Extract provided:
Recovery Notes #3

I write, therefore I am

Even though I didn’t quit drinking until 1983, I’ve always believed that I took the first step toward recovery in early April, 1978, while I was a student at the University of Guelph. Guelph was in the grip of first days of spring and the air was soft while the sun sparkled on the melting snow, but I had no eyes to appreciate any of it.  Two years earlier, the loneliness brought on by the end of a long-term relationship had hurtled me deeper into the drinking life. I had become a crazy barroom lady, mouthy and laughing on the outside, while dying on the inside. I embarked on a series of unrequited love affairs and the continual rejection battered any remaining self-esteem to a pulp. Finally, there was one rejection too many and I became paralyzed. I stopped attending classes, skipped my final exams and spent my days sitting on the floor in front of the couch drinking, listening to sad music and crying.

Somewhere in midst of my misery, I decided to write a letter to my absconded lover. For three days, I struggled to put my feelings into words, and as I did, something deep inside of me changed. A quiet voice in my head said “writing will get you out of the hell your life has become.” It stopped me cold and, at first, I didn’t know what to do. But I, who had elevated self-doubt and cynicism to the level of an art form, believed the voice without question. I put away the booze (temporarily), showered, changed my clothes, left the house and was able, for the first time in weeks, to look people in the eye.

My lover thought the letter was “too weird” but by the time he read it I no longer cared. I turned my back on Ontario and embarked on the hitchhiking journey that would eventually take me to northern Canada. The trip quickly degenerated into a tour of bars and parties across the country but, throughout it all, I remained convinced that somehow, somewhere, I was going to be a writer.

Eight months later I found myself on a bus heading south from the Northwest Territories. I had been to visit Bart*, an old friend with whom I had hooked up on the road, and who had then gotten work in Hay River. Now I was on my way home for Christmas, but I planned to return in January to set up housekeeping with Bart. When the bus stopped in Peace River, Alberta, a young woman, Violet*, hurried on and plopped herself down in the seat beside me. She had overslept in Hay River so a friend had driven her 600 km south to catch the bus in time to make it to Saskatchewan for Christmas. She told me that she worked at a Tapwe, a small weekly newspaper run by a publisher who would hire anybody who could type.

Available data:

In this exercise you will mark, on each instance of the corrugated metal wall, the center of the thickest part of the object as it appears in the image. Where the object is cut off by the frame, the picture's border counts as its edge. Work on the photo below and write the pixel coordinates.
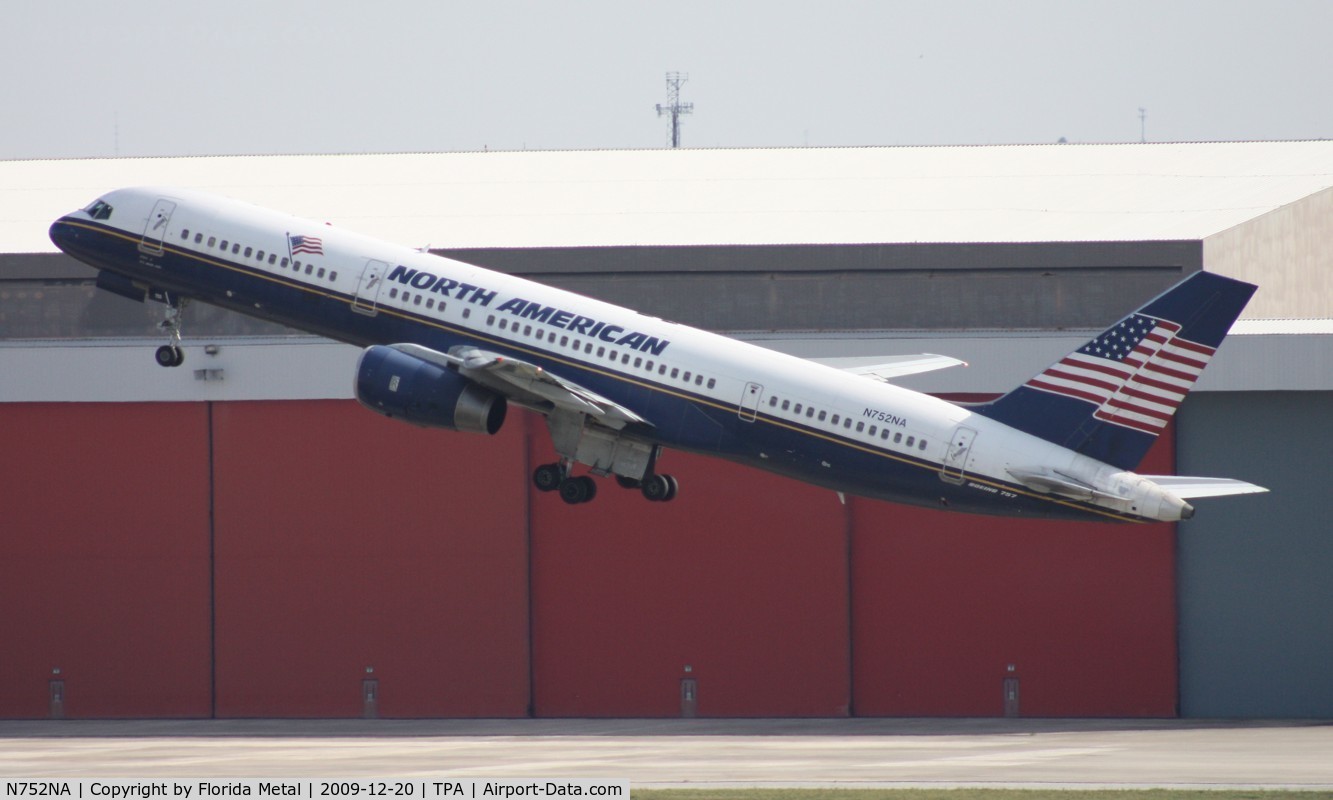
(269, 559)
(1256, 574)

What to do:
1. Decide whether each statement agrees with the recovery notes: (a) the writer quit drinking in 1978, (b) Violet got on the bus in Peace River, Alberta, (c) the lover thought the letter was beautiful. For each, answer yes or no and quote the deciding words of the text.
2. Repeat a passage of the recovery notes word for word, beginning at the words "My lover thought" and stopping after the words "be a writer.".
Answer from the recovery notes alone.

Answers for the tasks:
1.
(a) No: "Even though I didn’t quit drinking until 1983"
(b) Yes: "When the bus stopped in Peace River, Alberta, a young woman"
(c) No: "My lover thought the letter was “too weird”"

2.
My lover thought the letter was “too weird” but by the time he read it I no longer cared. I turned my back on Ontario and embarked on the hitchhiking journey that would eventually take me to northern Canada. The trip quickly degenerated into a tour of bars and parties across the country but, throughout it all, I remained convinced that somehow, somewhere, I was going to be a writer.